Problem requirements
Pull out every line in the rows below that contains the word "white", copying each line in full.

Data listing
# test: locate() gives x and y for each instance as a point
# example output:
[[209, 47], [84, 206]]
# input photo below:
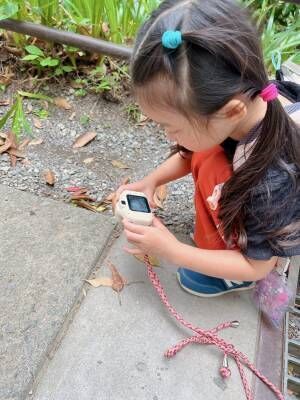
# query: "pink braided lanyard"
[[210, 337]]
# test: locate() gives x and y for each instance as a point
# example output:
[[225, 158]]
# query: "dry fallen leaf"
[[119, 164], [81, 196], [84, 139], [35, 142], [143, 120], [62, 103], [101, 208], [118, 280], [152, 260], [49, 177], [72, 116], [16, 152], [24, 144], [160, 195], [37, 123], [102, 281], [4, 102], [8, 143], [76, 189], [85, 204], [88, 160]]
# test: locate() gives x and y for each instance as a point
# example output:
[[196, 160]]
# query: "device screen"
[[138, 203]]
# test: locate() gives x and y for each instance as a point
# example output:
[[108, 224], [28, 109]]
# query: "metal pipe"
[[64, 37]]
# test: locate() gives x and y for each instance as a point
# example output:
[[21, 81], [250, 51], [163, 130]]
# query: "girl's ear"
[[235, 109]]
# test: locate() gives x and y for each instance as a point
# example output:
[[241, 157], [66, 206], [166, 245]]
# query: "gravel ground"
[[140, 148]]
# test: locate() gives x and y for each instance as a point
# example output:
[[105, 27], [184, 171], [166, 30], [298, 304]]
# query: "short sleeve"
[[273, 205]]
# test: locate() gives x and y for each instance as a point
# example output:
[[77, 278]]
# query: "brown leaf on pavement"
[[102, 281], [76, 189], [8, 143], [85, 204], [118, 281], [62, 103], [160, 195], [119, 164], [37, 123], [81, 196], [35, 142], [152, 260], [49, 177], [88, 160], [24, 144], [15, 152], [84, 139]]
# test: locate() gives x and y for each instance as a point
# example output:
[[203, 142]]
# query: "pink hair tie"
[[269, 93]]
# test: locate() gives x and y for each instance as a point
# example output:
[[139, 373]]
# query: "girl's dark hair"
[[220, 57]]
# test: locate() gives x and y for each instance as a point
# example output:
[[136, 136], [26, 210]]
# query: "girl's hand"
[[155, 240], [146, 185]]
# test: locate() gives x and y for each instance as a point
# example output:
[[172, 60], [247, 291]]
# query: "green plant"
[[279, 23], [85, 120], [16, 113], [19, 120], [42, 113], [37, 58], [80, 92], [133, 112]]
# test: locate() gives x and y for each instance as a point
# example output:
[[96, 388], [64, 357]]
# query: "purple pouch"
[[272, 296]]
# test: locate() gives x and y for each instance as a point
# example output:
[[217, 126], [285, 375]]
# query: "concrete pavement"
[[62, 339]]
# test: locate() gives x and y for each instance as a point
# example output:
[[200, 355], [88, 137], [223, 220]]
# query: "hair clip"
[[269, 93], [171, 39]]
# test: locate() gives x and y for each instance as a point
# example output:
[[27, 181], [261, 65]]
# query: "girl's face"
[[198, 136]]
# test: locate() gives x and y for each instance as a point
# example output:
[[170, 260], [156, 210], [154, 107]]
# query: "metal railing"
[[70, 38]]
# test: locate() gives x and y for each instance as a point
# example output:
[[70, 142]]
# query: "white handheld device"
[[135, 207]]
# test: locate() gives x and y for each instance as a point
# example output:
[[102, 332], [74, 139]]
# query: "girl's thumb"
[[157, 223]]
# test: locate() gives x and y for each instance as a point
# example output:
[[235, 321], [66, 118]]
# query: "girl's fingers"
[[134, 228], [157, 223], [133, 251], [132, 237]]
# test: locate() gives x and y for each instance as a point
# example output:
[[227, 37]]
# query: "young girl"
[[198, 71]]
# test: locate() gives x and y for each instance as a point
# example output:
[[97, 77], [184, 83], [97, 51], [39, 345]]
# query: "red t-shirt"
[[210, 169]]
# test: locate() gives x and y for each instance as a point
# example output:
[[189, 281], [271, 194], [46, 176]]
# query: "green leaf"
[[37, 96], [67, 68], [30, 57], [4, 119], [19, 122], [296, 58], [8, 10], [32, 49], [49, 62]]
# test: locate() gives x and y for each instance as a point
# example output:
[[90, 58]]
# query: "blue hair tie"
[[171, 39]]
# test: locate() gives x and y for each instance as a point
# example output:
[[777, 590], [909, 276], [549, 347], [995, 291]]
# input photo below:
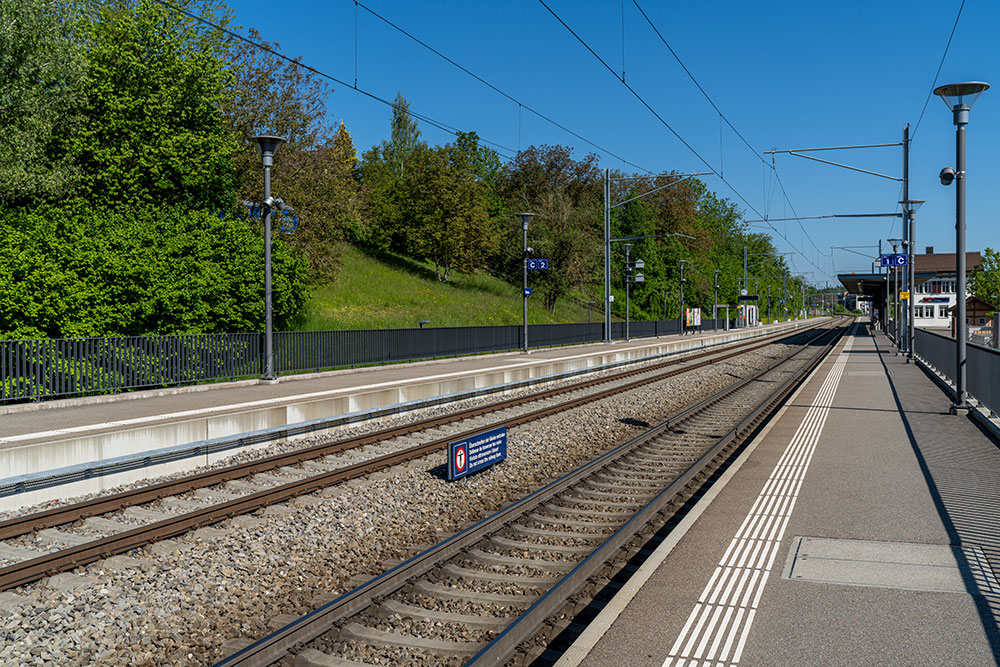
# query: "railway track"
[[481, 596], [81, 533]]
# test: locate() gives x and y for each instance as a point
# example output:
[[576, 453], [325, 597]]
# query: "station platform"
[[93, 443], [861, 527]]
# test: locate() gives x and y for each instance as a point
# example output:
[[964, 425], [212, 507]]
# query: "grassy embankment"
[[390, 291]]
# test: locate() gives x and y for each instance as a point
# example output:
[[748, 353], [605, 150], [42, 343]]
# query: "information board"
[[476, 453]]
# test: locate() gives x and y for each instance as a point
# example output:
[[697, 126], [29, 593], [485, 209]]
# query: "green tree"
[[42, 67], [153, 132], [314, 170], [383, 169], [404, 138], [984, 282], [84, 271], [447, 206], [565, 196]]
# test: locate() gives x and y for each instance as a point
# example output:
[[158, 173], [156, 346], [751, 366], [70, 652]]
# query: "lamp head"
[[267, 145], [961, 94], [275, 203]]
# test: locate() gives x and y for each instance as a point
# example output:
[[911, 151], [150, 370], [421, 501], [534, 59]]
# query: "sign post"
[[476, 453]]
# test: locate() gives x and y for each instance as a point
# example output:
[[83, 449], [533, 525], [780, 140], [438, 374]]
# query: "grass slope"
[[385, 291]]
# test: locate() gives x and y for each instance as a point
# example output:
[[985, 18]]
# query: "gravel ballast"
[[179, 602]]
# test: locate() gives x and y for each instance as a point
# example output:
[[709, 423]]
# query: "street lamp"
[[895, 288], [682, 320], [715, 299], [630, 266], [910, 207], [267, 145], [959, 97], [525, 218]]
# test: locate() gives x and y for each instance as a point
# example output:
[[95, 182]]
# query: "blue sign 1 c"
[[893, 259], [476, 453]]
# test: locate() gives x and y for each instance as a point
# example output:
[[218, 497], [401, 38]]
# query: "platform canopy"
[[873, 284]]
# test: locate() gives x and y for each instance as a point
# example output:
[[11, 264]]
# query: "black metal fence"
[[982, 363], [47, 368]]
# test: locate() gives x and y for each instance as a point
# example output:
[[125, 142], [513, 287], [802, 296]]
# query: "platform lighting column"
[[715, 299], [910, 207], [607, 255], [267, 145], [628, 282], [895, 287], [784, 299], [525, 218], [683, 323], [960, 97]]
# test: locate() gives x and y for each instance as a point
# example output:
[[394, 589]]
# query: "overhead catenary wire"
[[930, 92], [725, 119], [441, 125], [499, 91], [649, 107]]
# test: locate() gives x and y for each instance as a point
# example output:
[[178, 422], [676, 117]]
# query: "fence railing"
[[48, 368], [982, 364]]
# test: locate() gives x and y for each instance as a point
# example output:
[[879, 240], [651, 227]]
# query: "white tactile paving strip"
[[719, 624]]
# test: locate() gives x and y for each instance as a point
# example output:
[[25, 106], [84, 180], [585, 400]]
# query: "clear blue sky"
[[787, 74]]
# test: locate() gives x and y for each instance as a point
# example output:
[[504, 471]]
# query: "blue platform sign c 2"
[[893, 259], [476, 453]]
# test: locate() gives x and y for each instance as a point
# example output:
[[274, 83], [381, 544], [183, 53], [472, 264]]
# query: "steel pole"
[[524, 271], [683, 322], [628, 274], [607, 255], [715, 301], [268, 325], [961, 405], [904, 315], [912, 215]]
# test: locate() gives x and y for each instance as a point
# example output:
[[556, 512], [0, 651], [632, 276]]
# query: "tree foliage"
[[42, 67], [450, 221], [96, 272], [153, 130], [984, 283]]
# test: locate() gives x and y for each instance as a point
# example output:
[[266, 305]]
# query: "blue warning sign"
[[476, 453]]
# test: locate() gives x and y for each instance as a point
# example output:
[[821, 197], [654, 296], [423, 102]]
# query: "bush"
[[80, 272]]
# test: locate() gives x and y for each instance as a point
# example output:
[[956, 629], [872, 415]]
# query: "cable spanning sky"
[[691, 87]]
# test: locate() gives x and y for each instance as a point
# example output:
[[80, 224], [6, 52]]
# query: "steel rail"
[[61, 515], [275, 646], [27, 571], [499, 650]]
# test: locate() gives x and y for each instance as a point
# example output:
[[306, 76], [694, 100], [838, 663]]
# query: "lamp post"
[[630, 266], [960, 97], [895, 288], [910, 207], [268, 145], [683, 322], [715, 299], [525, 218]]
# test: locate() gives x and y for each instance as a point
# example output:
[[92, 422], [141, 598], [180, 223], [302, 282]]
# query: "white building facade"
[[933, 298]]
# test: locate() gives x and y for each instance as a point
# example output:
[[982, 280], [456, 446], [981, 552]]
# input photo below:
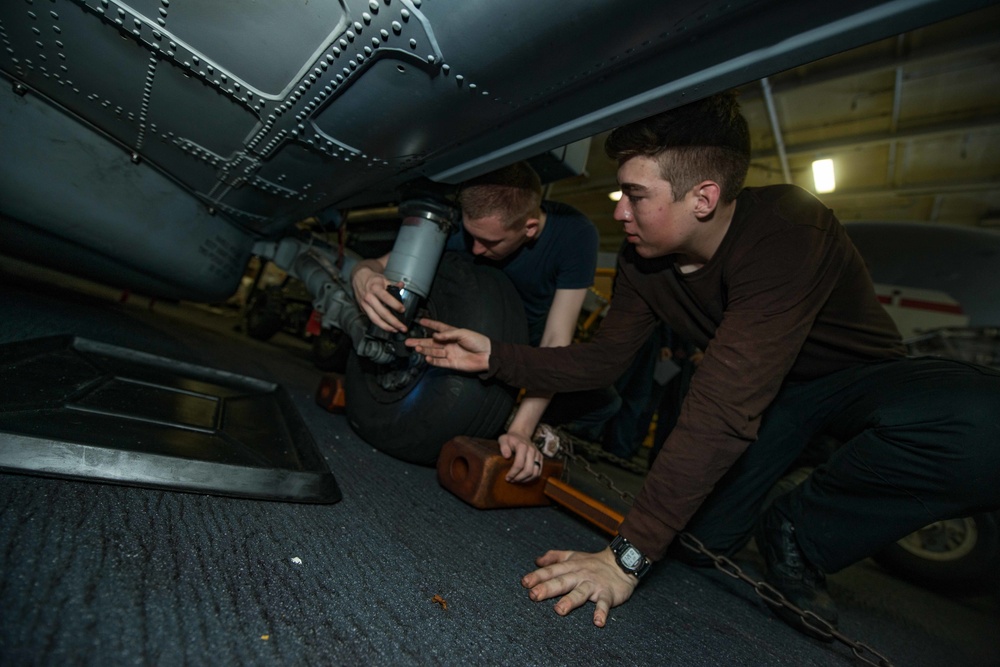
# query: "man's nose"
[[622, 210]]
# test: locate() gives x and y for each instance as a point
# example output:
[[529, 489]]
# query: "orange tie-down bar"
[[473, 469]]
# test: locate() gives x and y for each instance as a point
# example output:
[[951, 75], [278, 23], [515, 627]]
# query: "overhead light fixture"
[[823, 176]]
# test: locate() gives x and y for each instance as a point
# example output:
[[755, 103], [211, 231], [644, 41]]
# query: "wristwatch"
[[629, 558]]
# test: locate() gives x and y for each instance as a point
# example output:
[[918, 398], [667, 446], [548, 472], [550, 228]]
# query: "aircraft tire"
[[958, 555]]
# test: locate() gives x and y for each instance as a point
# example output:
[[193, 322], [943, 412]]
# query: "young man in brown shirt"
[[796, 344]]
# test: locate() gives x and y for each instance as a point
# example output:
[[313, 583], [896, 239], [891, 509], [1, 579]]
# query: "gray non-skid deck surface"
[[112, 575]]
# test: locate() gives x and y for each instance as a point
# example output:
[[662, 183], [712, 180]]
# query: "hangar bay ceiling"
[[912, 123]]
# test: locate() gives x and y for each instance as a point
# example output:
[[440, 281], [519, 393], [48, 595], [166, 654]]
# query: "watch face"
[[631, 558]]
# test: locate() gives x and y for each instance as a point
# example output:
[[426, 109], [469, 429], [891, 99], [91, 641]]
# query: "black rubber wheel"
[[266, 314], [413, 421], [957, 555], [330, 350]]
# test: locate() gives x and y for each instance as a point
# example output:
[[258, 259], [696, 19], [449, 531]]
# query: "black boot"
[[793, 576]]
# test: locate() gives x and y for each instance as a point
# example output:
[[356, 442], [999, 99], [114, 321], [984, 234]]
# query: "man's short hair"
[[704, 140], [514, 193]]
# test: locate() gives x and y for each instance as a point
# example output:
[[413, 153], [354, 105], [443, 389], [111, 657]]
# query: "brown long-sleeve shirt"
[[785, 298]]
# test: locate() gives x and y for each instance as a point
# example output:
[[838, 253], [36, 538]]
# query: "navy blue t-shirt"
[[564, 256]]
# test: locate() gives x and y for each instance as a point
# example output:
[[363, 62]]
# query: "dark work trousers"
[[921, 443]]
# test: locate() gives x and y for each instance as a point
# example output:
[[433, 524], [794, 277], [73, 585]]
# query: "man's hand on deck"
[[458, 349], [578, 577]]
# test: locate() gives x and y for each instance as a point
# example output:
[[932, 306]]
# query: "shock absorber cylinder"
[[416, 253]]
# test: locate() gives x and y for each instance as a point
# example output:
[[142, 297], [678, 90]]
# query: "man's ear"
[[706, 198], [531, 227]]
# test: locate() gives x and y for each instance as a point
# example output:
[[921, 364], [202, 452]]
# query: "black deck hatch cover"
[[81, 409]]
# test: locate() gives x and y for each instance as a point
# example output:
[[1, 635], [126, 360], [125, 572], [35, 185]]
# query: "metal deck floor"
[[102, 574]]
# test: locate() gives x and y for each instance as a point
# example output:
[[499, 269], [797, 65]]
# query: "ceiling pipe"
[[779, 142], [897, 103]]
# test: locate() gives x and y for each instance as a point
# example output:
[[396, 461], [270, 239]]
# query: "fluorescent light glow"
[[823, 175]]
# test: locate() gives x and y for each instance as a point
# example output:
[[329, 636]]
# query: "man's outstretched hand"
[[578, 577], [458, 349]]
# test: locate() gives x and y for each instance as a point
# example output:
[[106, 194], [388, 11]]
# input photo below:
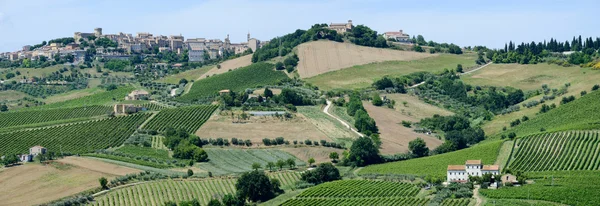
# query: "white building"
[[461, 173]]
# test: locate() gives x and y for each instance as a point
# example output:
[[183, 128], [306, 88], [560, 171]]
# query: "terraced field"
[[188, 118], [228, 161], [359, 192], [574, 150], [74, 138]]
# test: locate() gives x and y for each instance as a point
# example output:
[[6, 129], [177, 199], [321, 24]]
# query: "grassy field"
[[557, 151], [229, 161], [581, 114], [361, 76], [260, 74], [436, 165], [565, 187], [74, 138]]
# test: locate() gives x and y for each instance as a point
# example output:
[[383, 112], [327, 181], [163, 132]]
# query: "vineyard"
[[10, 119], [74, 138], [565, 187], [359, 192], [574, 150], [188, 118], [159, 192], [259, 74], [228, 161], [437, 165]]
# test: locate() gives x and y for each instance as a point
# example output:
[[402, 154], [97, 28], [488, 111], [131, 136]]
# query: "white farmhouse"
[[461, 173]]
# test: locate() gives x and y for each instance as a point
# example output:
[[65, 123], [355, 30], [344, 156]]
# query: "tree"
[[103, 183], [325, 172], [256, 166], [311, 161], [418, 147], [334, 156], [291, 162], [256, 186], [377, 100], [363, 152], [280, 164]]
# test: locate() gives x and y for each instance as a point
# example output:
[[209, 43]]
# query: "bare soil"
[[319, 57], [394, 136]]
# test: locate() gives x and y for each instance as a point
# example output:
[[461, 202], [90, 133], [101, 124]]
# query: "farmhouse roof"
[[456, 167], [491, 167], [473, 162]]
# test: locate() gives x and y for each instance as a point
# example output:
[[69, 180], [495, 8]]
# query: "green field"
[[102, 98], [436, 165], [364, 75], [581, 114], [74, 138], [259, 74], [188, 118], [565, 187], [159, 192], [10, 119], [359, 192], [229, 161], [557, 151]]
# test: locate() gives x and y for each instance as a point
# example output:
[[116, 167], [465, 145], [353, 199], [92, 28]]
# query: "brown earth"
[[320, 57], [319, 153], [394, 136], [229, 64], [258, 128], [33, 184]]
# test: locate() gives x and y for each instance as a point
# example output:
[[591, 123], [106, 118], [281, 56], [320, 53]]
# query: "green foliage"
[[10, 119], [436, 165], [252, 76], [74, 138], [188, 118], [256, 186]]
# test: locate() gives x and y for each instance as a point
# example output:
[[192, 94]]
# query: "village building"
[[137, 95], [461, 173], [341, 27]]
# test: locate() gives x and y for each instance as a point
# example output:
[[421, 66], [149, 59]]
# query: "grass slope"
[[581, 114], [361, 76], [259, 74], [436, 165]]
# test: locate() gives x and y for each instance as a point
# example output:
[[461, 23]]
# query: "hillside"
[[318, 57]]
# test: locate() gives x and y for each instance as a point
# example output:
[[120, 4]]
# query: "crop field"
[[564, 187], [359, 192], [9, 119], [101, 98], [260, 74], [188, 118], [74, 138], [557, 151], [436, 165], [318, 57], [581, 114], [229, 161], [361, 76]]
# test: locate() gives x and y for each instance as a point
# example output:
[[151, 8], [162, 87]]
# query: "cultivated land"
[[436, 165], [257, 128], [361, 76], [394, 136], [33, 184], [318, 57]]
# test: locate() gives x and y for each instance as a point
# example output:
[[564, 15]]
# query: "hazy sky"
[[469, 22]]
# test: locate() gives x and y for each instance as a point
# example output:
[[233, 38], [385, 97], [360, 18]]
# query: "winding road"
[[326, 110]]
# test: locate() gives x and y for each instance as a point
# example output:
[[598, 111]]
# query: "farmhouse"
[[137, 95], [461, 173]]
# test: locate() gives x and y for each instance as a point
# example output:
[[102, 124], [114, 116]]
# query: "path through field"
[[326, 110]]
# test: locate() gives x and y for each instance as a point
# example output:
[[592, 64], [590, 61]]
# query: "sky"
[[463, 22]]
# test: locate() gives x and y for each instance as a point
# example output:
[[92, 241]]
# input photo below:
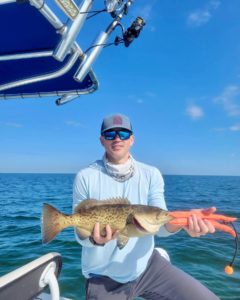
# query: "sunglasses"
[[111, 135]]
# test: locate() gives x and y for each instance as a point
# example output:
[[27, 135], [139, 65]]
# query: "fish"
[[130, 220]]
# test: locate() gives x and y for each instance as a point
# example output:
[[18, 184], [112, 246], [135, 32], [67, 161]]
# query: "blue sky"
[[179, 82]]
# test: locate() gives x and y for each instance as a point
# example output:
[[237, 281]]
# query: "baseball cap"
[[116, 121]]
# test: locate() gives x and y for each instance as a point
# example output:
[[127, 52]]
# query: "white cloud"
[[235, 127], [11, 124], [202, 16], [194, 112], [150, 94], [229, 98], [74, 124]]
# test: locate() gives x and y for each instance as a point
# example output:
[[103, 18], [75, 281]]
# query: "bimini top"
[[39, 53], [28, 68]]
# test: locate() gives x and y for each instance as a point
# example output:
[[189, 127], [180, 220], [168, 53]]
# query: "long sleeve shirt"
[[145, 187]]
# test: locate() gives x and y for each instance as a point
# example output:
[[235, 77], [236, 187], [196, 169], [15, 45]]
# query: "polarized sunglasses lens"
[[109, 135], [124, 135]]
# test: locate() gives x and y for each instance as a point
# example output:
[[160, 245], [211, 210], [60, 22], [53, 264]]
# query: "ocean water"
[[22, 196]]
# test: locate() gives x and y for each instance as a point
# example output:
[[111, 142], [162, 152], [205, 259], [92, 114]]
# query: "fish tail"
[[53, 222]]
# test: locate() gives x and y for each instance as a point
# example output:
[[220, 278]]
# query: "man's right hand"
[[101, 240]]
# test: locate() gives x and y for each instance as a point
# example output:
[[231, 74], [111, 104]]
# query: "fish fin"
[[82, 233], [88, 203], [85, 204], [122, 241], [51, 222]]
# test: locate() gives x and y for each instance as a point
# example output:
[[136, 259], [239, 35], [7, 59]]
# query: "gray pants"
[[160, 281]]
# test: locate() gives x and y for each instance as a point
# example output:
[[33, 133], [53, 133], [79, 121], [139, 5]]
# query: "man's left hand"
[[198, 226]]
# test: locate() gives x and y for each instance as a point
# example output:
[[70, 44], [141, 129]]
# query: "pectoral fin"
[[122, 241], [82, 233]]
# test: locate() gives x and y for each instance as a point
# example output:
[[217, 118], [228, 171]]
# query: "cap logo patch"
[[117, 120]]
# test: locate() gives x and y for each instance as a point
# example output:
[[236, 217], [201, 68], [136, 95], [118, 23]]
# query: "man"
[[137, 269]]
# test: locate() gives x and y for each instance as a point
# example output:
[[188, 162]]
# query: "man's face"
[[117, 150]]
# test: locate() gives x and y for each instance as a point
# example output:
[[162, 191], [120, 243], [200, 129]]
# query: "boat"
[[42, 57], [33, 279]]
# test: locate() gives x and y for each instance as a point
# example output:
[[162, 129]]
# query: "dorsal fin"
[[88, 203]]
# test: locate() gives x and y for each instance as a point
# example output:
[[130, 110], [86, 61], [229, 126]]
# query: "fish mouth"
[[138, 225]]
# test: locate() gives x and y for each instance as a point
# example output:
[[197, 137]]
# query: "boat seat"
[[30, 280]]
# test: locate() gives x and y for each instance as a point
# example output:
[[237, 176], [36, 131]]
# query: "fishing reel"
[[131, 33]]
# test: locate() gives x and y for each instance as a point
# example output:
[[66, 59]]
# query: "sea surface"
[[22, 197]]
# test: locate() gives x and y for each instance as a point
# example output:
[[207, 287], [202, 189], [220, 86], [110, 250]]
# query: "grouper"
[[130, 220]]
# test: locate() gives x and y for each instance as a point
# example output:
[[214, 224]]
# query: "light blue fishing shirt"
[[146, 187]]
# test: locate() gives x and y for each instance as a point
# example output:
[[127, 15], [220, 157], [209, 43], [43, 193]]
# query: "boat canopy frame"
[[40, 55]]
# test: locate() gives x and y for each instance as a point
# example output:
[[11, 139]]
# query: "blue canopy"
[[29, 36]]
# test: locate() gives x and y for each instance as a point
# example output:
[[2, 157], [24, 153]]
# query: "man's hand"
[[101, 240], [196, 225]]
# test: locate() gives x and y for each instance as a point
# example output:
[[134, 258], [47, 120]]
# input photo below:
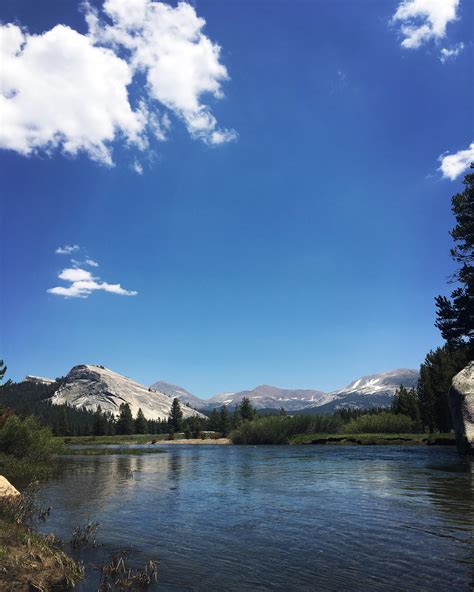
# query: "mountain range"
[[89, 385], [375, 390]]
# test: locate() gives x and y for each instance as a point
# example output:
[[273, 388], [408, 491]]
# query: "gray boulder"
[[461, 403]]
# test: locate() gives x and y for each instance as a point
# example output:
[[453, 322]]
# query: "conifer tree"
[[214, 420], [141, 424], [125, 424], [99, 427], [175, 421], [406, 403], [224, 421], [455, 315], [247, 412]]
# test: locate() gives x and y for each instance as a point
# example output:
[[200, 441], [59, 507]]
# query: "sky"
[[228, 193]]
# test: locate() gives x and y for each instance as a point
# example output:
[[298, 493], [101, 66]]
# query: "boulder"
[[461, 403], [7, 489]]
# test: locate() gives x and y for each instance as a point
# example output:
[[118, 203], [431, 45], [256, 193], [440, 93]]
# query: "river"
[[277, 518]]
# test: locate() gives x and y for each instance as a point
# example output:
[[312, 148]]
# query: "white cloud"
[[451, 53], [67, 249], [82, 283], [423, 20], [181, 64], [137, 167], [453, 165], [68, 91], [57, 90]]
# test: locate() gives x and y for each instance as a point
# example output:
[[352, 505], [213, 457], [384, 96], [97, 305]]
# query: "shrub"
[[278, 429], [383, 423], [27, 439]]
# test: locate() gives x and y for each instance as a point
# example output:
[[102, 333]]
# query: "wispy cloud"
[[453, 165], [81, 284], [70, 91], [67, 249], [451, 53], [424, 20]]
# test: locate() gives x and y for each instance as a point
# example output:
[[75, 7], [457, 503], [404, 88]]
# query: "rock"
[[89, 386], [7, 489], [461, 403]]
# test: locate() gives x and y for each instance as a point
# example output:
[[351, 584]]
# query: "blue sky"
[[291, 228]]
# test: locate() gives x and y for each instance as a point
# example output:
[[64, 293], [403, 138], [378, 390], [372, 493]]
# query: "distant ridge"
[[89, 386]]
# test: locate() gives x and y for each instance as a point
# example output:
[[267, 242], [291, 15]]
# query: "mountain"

Exercise result
# query: "white handheld device"
# query: "white tactile paving strip"
# query: "white building facade"
# query: "white building"
# query: "white farmhouse"
# query: "white cloud"
# query: "white cloud"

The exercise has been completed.